__Your objective__: Your task is to return the line containing "Please locate the black sneaker" plus every line after it, exactly and with nothing added.

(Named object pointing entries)
━━━━━━━━━━━━━━━━
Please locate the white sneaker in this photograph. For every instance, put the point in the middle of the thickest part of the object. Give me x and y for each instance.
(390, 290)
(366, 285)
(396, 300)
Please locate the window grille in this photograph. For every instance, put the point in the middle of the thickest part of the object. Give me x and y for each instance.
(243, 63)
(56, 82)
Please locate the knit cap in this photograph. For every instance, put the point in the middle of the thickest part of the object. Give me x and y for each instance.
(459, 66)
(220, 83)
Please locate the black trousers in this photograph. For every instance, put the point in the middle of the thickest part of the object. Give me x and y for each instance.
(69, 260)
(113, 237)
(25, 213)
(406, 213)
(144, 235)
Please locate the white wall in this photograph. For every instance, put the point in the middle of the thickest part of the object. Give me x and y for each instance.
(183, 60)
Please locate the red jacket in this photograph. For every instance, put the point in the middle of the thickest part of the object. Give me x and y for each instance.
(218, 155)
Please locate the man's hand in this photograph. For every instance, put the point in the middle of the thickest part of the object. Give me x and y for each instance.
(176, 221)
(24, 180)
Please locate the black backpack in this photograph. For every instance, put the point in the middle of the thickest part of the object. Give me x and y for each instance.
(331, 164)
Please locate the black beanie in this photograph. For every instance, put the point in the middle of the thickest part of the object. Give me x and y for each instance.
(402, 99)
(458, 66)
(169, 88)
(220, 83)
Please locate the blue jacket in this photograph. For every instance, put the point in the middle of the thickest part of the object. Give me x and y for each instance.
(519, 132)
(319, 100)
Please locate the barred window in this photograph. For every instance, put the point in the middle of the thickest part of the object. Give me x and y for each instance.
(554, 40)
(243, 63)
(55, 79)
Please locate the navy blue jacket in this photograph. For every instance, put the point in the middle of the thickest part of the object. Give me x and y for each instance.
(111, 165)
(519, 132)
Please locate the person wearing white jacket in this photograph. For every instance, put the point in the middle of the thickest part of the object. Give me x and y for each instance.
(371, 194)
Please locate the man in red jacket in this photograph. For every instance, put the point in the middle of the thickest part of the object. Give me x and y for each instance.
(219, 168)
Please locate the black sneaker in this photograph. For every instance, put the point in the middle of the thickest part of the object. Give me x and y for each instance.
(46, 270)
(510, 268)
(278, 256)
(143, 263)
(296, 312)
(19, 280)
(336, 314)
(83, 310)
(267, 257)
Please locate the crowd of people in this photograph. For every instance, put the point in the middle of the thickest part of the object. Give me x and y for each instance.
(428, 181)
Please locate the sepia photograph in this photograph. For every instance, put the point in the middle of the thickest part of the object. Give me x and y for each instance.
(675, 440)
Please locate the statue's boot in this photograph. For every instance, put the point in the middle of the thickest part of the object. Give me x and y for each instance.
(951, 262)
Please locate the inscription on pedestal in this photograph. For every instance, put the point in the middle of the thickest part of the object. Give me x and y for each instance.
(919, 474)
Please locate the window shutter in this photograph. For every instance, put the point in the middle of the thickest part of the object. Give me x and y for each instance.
━━━━━━━━━━━━━━━━
__The output__:
Please locate the black sneaker in this photograph. For every instance, put the point in the middle of the thickest part of the object. Give me x and y for each instance.
(46, 270)
(510, 268)
(278, 256)
(143, 263)
(296, 312)
(19, 280)
(336, 314)
(83, 310)
(267, 257)
Please locate the crowd of people in this photograph. For every instance, put the point in the middle of the thickest part of the object. Give me x and y for each instance.
(428, 181)
Please locate the sepia photograph in this photograph. For every instance, put the point in the middle of the thickest part of the object. Give me x and y for each instance.
(675, 440)
Please locate the statue's boot in this photograph. For every instance, put the point in the middle of the thickest part of the object. Give me x and y for each instance.
(951, 262)
Please locate the inscription on pedestal in this photograph. For every instance, put the point in the middle of the thickest part of the object. Give me x and y for each instance.
(919, 474)
Please locate the window shutter in this photograph. For every instance, put the point in the middle of the thickest part of the object. Give me x and y for each instance.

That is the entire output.